-- START OF Available data --

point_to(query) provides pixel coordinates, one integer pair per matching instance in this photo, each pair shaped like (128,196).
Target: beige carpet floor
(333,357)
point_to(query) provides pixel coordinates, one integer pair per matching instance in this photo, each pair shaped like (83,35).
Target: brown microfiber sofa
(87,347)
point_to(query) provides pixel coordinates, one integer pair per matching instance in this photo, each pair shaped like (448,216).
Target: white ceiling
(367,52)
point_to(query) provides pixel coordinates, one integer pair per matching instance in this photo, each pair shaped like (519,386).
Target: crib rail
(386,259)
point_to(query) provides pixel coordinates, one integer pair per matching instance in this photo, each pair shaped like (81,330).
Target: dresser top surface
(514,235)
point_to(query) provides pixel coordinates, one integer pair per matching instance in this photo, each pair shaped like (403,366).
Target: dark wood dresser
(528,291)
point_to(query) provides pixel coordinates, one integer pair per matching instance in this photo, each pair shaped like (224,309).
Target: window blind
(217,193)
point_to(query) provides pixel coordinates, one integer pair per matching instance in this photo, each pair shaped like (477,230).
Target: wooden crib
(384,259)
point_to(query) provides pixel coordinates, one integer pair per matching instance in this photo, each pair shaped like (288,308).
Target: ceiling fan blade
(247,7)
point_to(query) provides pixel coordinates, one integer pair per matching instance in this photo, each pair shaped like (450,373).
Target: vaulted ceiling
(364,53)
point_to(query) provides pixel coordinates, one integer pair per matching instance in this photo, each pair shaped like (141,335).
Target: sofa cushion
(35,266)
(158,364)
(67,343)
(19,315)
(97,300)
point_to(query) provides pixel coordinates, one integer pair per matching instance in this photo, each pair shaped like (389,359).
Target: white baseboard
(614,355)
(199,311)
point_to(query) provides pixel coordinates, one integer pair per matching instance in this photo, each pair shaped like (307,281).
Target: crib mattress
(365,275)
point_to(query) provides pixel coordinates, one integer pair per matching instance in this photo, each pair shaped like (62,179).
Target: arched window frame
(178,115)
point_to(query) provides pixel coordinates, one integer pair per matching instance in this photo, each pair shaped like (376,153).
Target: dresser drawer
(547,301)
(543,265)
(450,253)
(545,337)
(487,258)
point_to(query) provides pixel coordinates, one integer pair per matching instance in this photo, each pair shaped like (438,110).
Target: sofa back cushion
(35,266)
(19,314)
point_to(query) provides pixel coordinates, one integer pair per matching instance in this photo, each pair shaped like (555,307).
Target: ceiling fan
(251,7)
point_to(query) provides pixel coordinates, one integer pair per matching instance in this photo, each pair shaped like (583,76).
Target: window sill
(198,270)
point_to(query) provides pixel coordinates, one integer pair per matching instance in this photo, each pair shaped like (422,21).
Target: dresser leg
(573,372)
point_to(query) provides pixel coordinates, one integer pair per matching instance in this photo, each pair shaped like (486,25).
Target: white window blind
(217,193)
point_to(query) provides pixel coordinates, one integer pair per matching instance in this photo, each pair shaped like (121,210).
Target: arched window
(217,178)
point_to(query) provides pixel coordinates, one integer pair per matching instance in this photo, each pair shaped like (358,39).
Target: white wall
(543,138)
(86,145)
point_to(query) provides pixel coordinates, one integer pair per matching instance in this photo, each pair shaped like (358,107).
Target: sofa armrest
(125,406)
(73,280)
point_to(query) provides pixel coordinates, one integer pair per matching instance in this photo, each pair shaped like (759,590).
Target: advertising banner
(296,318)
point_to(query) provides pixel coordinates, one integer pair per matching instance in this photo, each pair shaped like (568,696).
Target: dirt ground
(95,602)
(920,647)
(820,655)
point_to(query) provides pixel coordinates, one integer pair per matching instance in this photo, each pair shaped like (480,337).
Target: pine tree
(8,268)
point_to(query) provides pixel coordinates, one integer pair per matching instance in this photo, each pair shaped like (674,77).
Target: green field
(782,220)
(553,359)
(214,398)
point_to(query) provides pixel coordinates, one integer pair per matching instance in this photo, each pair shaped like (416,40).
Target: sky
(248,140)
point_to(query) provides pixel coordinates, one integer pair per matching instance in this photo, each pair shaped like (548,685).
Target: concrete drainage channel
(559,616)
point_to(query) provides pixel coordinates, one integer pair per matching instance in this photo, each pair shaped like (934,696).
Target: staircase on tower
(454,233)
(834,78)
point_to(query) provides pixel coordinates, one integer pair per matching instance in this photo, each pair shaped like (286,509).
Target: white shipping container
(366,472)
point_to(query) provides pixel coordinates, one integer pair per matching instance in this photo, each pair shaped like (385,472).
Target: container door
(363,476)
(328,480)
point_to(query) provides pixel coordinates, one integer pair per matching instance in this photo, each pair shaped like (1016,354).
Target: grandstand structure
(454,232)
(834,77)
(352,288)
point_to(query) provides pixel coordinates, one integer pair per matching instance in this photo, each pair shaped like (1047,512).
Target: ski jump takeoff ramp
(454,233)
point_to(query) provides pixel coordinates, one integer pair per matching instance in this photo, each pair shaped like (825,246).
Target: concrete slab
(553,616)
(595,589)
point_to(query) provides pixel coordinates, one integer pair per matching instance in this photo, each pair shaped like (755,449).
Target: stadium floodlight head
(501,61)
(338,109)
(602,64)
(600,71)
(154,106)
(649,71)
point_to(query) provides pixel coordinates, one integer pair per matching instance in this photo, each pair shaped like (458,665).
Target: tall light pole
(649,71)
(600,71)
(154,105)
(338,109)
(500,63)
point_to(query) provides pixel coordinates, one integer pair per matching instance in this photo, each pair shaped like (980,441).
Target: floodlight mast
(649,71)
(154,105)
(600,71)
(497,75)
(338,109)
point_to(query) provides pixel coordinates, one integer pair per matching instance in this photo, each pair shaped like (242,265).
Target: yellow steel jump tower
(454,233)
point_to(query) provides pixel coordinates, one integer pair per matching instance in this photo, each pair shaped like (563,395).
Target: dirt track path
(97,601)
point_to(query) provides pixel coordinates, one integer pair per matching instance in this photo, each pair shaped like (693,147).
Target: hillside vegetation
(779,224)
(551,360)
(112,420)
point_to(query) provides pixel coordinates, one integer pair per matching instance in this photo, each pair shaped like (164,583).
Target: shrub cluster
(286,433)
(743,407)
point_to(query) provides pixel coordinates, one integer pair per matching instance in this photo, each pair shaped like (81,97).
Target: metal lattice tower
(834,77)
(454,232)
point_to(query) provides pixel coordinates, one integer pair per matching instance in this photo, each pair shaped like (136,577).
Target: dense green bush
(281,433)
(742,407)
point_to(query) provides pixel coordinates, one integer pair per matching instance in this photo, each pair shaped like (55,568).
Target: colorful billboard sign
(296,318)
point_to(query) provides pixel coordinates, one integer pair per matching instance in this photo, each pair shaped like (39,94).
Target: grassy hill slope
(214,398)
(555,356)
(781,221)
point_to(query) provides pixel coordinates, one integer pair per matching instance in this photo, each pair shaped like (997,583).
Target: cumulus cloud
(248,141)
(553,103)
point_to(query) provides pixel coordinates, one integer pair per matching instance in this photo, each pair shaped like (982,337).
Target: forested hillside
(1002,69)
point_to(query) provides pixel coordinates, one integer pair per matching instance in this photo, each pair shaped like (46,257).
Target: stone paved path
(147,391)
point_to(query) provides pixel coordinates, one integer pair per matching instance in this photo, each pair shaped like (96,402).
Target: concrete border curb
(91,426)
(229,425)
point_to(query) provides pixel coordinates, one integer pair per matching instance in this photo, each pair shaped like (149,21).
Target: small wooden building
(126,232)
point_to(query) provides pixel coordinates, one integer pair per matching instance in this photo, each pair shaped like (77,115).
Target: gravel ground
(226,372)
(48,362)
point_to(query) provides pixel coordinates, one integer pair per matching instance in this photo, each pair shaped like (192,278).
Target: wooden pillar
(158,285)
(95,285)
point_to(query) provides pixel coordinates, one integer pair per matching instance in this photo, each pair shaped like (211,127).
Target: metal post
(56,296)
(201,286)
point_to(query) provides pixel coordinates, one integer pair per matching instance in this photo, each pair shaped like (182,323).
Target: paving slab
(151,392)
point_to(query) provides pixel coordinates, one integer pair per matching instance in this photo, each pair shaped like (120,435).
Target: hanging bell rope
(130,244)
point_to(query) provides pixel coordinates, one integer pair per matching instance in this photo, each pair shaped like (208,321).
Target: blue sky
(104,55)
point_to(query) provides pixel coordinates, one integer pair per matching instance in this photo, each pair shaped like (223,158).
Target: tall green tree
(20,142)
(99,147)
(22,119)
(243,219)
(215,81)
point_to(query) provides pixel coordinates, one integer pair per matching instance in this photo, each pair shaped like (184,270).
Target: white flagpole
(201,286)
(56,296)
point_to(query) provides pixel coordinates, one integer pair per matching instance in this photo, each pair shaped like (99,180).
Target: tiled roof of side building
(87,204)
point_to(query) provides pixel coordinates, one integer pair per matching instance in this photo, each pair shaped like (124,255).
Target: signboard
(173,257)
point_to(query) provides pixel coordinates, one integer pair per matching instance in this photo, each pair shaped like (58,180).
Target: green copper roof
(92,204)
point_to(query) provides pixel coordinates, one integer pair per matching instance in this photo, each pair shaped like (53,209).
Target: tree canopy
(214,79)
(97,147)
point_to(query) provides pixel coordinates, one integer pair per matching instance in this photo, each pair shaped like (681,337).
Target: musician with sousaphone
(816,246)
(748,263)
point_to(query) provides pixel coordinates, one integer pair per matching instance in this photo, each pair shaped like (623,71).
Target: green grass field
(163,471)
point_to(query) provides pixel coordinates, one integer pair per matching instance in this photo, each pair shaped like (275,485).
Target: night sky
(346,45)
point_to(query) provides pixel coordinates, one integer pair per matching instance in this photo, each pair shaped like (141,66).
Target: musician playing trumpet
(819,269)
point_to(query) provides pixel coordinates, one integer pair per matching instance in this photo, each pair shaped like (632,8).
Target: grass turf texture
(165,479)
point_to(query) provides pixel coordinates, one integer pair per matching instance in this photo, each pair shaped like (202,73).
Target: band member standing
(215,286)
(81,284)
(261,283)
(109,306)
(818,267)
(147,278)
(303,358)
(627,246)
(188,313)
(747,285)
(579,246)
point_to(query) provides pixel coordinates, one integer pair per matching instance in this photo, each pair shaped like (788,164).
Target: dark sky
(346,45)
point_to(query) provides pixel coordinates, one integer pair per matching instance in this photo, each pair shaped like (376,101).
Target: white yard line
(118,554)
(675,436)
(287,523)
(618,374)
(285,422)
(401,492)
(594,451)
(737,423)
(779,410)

-- END OF Available data --

Short task>
Copy out, unchanged, the part of the records that starts at the line containing "shaped like (376,101)." and continues through the end of the records.

The result>
point_to(query) provides pixel coordinates, one integer pair per matching instance in this photo, each pair shaped like (376,101).
Target: white yard line
(118,554)
(675,436)
(287,523)
(618,374)
(285,422)
(401,492)
(594,451)
(737,423)
(779,410)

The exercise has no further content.